**Exercise**
Report each line of the entries below that contains the word "every". Case matters, so count only matches with identical capitalization.
────────
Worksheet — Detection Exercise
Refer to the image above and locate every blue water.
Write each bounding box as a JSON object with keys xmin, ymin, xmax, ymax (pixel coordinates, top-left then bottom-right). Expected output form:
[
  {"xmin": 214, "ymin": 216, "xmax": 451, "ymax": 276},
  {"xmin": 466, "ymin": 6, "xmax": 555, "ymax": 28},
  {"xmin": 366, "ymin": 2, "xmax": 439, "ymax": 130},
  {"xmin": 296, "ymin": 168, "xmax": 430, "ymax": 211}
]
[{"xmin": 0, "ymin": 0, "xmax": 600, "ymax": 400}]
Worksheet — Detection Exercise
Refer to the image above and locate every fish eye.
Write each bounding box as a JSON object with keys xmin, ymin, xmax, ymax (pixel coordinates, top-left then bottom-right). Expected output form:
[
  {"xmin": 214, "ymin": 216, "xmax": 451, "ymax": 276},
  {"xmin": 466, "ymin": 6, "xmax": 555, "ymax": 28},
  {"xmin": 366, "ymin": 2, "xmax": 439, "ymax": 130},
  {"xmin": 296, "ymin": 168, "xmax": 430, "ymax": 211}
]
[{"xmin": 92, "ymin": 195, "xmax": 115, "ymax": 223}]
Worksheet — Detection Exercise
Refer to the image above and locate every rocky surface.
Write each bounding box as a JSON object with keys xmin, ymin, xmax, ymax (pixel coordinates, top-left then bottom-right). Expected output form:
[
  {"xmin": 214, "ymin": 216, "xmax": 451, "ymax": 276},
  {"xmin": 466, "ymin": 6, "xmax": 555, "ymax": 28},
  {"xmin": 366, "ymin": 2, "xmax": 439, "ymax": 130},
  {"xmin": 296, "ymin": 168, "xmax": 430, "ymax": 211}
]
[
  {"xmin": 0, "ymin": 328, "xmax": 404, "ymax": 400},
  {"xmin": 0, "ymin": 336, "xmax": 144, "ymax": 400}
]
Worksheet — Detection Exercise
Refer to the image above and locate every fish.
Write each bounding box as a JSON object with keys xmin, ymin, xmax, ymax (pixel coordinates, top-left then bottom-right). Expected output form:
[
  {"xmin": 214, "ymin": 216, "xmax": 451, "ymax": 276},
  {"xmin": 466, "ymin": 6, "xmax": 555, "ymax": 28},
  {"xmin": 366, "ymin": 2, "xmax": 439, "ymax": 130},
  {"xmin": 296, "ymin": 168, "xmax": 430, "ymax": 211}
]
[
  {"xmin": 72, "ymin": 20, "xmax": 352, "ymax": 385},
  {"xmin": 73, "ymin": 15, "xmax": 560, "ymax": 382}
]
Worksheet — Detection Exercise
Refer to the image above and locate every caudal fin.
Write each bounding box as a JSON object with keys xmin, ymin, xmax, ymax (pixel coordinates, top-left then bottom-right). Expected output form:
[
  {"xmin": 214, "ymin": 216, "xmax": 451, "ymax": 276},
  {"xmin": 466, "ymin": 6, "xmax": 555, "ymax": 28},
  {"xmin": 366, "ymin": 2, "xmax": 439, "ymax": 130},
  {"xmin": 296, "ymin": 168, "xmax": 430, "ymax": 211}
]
────────
**Solution for this exercise**
Refer to the image above and locate every blue water.
Refer to the image above and locate every fish eye.
Refer to the image above and locate every rocky surface.
Refer to the image above and locate every fish.
Refer to the image above and locate every caudal fin.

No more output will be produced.